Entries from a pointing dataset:
START
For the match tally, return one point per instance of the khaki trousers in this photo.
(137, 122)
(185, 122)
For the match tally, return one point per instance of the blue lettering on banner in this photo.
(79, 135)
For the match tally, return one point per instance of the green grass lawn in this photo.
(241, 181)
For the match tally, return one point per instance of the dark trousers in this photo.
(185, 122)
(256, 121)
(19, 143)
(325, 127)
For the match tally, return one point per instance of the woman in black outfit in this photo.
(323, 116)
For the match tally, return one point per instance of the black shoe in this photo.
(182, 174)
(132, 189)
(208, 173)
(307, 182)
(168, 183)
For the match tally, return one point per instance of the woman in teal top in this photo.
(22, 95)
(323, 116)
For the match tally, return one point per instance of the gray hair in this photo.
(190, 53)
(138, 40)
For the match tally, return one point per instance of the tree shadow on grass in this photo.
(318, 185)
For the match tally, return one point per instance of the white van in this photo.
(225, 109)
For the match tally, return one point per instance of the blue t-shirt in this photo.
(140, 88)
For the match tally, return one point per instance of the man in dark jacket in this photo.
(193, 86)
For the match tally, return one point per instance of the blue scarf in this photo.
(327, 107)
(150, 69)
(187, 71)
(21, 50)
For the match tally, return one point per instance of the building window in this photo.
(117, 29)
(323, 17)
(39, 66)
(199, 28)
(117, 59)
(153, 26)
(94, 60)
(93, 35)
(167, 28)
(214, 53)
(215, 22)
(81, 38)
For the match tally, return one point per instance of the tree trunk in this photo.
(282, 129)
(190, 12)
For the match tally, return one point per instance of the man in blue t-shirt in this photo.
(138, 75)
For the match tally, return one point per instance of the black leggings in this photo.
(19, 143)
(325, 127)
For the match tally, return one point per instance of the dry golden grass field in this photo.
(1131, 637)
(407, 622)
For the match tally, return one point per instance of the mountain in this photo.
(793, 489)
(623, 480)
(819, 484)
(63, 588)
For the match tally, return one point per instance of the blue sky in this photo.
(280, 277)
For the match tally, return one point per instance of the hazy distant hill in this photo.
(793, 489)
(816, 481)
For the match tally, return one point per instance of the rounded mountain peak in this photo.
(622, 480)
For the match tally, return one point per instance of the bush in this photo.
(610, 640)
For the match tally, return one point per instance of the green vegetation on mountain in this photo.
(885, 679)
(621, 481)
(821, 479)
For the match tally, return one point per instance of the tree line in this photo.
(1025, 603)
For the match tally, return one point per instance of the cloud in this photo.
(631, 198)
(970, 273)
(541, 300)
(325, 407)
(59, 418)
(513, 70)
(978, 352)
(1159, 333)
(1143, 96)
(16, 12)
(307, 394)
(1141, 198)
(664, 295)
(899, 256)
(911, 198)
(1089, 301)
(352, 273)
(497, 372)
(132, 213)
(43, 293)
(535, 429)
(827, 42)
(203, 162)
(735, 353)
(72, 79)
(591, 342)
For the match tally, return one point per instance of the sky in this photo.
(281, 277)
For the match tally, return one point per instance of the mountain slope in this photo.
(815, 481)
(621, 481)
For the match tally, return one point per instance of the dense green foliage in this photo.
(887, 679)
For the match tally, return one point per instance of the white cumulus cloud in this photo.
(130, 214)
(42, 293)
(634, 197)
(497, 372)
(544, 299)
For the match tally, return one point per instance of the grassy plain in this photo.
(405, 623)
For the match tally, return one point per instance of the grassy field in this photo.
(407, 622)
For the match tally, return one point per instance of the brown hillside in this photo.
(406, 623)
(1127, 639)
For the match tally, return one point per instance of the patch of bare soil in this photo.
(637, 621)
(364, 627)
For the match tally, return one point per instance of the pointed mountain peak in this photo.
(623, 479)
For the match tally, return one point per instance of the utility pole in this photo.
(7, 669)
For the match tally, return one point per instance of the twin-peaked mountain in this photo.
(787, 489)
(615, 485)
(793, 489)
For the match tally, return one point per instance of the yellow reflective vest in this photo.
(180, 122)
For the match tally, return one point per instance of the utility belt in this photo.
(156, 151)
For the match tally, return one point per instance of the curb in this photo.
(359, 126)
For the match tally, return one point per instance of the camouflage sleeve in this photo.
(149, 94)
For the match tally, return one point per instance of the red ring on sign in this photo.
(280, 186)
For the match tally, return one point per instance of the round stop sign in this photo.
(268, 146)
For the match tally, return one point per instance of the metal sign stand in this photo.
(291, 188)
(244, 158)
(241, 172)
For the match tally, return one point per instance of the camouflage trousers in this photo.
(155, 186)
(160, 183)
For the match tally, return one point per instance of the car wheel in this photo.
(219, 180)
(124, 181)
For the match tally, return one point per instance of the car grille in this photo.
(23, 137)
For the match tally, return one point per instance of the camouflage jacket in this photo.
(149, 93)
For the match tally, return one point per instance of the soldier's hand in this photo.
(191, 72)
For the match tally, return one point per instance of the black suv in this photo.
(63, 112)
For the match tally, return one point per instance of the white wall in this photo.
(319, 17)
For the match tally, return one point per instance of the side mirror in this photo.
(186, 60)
END
Edit the lines above, replacing every "match tally" with "object count" and leaving all other text as it is.

» **SOLUTION FOR THIS EXERCISE**:
For the object count, return one point per instance of the khaki trousers in this photo.
(137, 122)
(185, 122)
For the object count, return one point per instance of the blue lettering on banner in this photo.
(79, 135)
For the object count, return one point per instance of the green grass lawn in this photo.
(241, 181)
For the object count, return one point per instance of the dark trousers in this photo.
(185, 122)
(256, 121)
(19, 143)
(325, 127)
For the object count, return one point per instance of the woman in black outfit in this photo.
(323, 116)
For the object count, return one point per instance of the black shoe in this photo.
(182, 174)
(132, 189)
(208, 173)
(307, 182)
(168, 183)
For the object count, return one point per instance of the woman in teal top in this photo.
(22, 95)
(323, 116)
For the object count, return one point per instance of the gray hair in this photo.
(190, 53)
(138, 40)
For the object count, return one point per instance of the tree shadow on grass in this photo.
(318, 185)
For the object count, return one point per instance of the white van in this photo.
(225, 109)
For the object count, return one point per instance of the blue t-shirt in this photo.
(140, 88)
For the object count, return one point per instance of the man in dark jacket in this photo.
(193, 86)
For the object count, return one point per instance of the blue scarf in this photo.
(327, 107)
(150, 69)
(187, 71)
(21, 50)
For the object count, return one point per instance of the building window in this photo.
(117, 29)
(323, 17)
(39, 66)
(199, 28)
(117, 59)
(153, 26)
(94, 60)
(93, 35)
(167, 28)
(214, 53)
(215, 22)
(81, 38)
For the object count, return one point per instance of the tree trunk in this photo.
(282, 129)
(190, 12)
For the object count, return one point per instance of the man in blue t-shirt in this photo.
(138, 75)
For the object count, return one point per instance of the black leggings in this photo.
(19, 143)
(325, 127)
For the object count, return one point per instance of the dry golden grass field in this photo.
(1131, 637)
(407, 622)
For the object count, return one point per instance of the mountain in this photo.
(793, 489)
(623, 480)
(819, 484)
(63, 588)
For the object count, return one point per instance of the blue sky in this photo.
(280, 277)
For the object count, return one point per instance of the hazy distant hill in this photo.
(793, 489)
(816, 481)
For the object count, return one point per instance of the rounded mountain peak in this photo.
(622, 480)
For the object count, return one point per instance of the bush in this photo.
(610, 640)
For the object count, return one point per instance of the green vegetation on mountain in this photo.
(885, 679)
(621, 481)
(821, 479)
For the object count, return one point per instance of the tree line in this photo.
(1025, 603)
For the object count, return one point per instance of the cloud in this photo.
(631, 198)
(970, 273)
(541, 300)
(325, 407)
(59, 418)
(513, 70)
(978, 352)
(1159, 333)
(1143, 96)
(16, 12)
(307, 394)
(1141, 198)
(664, 295)
(899, 256)
(911, 198)
(1089, 301)
(352, 273)
(497, 372)
(132, 213)
(43, 293)
(535, 429)
(827, 42)
(203, 162)
(735, 353)
(72, 79)
(591, 342)
For the object count, return one point per instance of the sky in this photo.
(281, 277)
For the object count, return one point per instance of the mountain slope in this photo.
(815, 481)
(621, 481)
For the object count, return one point per instance of the dense green foliage in this photo.
(887, 679)
For the object count, return one point per instance of the white cumulus cloud in this photo.
(130, 214)
(42, 293)
(634, 197)
(497, 372)
(544, 299)
For the object count, return one point per instance of the grassy plain in this photo.
(405, 623)
For the object count, return one point per instance of the grassy field in this photo.
(407, 622)
For the object count, return one point per instance of the brown hillside in this photo.
(406, 623)
(1127, 639)
For the object count, return one point per instance of the patch of bare soil in this photo.
(637, 621)
(364, 627)
For the object count, return one point per instance of the pointed mountain peak in this photo.
(623, 479)
For the object count, return one point per instance of the utility pole in this photo.
(7, 669)
For the object count, return one point per instance of the twin-peaked mountain in this photo.
(787, 489)
(615, 485)
(793, 489)
For the object count, return one point per instance of the yellow reflective vest in this photo.
(180, 122)
For the object count, return one point per instance of the utility belt in this photo.
(156, 151)
For the object count, return one point per instance of the curb in this photo.
(359, 126)
For the object count, return one point per instance of the camouflage sleeve in this photo.
(149, 94)
For the object count, return one point per instance of the red ring on sign in this photo.
(280, 186)
For the object count, return one point per instance of the round stop sign in this photo.
(268, 146)
For the object count, return one point per instance of the metal sign stand in this photo.
(291, 188)
(244, 158)
(241, 172)
For the object count, return one point per instance of the camouflage trousers in this photo.
(155, 186)
(160, 183)
For the object count, return one point per instance of the car wheel in this photo.
(219, 180)
(124, 181)
For the object count, return one point per instance of the car grille in this photo.
(23, 137)
For the object count, return one point per instance of the camouflage jacket in this photo.
(149, 93)
For the object count, return one point per instance of the soldier's hand in this photo.
(191, 72)
For the object count, return one point per instance of the black suv in this photo.
(63, 112)
For the object count, return one point per instance of the white wall in this photo.
(319, 17)
For the object count, return one point per instance of the side mirror in this photo.
(186, 60)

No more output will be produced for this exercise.